((
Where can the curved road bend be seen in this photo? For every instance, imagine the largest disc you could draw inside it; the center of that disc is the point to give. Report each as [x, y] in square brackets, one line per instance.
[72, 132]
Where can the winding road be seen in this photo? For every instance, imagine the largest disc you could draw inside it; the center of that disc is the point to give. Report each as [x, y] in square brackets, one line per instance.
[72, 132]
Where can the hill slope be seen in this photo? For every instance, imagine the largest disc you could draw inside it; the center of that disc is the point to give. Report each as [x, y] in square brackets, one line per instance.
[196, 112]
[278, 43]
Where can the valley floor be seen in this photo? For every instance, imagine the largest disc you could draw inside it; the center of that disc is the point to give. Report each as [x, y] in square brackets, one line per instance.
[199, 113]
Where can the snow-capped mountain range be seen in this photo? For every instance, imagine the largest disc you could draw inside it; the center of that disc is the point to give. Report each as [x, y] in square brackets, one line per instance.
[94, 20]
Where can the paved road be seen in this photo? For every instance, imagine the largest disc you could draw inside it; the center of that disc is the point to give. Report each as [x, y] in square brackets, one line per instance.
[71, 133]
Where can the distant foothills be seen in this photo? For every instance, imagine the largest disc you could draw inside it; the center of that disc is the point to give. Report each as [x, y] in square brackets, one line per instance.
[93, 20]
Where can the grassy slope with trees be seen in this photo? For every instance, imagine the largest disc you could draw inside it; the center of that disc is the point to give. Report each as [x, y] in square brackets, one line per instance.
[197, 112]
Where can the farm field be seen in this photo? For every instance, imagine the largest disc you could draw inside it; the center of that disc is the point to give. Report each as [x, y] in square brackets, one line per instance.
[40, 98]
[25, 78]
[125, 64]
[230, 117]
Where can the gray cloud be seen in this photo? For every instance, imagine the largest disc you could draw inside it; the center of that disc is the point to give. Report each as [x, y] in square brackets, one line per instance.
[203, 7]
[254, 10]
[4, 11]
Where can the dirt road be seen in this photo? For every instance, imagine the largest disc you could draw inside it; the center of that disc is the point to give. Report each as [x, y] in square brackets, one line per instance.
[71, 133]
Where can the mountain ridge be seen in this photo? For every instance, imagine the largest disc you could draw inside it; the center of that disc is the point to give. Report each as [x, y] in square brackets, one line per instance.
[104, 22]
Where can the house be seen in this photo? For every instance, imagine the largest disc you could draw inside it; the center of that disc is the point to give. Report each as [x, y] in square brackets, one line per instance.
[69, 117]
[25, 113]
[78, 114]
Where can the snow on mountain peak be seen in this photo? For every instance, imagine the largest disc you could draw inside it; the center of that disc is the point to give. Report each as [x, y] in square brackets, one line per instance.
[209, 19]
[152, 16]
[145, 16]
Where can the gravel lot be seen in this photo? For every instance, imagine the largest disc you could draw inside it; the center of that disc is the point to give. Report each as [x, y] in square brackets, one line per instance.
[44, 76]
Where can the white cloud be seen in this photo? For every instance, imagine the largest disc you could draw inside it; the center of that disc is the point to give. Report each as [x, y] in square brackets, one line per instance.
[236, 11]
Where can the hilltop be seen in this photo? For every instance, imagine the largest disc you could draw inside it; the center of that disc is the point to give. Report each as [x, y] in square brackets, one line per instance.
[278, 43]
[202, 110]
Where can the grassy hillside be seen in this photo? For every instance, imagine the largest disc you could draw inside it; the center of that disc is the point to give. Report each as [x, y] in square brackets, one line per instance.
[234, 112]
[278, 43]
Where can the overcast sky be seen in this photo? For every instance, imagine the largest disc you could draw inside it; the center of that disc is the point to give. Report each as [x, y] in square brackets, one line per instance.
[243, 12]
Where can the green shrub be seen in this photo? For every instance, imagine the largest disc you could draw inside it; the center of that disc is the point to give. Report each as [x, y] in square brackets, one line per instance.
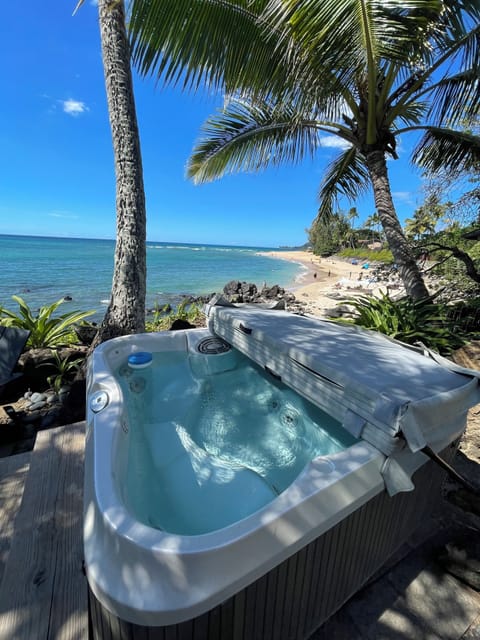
[164, 317]
[46, 330]
[411, 321]
[65, 368]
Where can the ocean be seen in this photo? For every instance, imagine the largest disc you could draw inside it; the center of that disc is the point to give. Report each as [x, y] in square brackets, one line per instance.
))
Please reproduce nothing but the lines from the one containing "Where can the grassy hillside" through the closing line of the listing, retyped word for word, pictures excluded.

Reply to the exercise
Where can the grassy hillside be seen in this photo? For every instance, imagine the largest disc you could draw inside it; the center of that disc is the point to give. Report each as [x, y] in square brackets, one line per instance.
[234, 112]
[278, 43]
Where can the overcast sky be seen in this photo? For every instance, imagine the largest disc you could draw inside it; the center of that disc is the point to give. Report each as [x, y] in square brackets, one line per instance.
[243, 12]
Where can the green shrub be seen in this photo? For every instance, imagine the largest disc you could draw inside it; the center of that disc is the point to give. Report each as [x, y] in square brackets, one line per instance.
[164, 317]
[46, 330]
[411, 321]
[65, 368]
Where can the ocean be seen in this photo? For every instance, imagine the largest disc you could draw inside it; the center of that disc is the point to give. Report each as [x, y] in square brackets, one line per instance.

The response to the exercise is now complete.